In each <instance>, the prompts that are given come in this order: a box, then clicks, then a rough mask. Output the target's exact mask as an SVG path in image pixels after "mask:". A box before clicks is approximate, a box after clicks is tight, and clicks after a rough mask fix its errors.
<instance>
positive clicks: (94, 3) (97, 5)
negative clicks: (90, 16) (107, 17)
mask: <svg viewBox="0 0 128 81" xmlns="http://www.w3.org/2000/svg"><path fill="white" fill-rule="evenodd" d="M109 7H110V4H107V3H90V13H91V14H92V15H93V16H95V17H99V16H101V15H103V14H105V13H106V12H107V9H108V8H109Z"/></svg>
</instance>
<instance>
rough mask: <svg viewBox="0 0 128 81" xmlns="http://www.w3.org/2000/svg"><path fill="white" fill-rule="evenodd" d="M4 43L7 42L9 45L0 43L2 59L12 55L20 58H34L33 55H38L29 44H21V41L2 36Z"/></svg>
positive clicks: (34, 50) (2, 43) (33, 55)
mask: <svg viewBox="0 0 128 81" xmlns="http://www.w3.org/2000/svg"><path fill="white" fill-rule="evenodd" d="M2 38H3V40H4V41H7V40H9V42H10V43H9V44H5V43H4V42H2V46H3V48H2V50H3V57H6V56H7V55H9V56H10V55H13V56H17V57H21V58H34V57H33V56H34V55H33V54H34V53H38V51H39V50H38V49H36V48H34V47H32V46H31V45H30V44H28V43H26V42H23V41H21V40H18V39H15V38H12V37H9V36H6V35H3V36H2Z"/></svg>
====================
• _WORK ITEM_: Copy out the records word for word, starting at the first line that has "</instance>" and going through the last line of the records.

• _OUTPUT_:
</instance>
<instance>
rough mask: <svg viewBox="0 0 128 81" xmlns="http://www.w3.org/2000/svg"><path fill="white" fill-rule="evenodd" d="M4 43L7 42L9 45L0 43L2 59L12 55L20 58H34L33 55H38L29 44H21V41L2 36Z"/></svg>
positive clicks: (34, 50) (2, 43) (33, 55)
mask: <svg viewBox="0 0 128 81" xmlns="http://www.w3.org/2000/svg"><path fill="white" fill-rule="evenodd" d="M2 38H3V40H4V41H7V40H9V42H10V43H9V44H5V43H4V42H2V46H3V48H2V50H3V57H6V56H7V55H9V56H10V55H13V56H17V57H21V58H34V57H33V56H34V55H33V54H34V53H38V51H39V50H38V49H36V48H34V47H32V46H31V45H30V44H28V43H26V42H23V41H21V40H18V39H15V38H12V37H9V36H6V35H3V36H2Z"/></svg>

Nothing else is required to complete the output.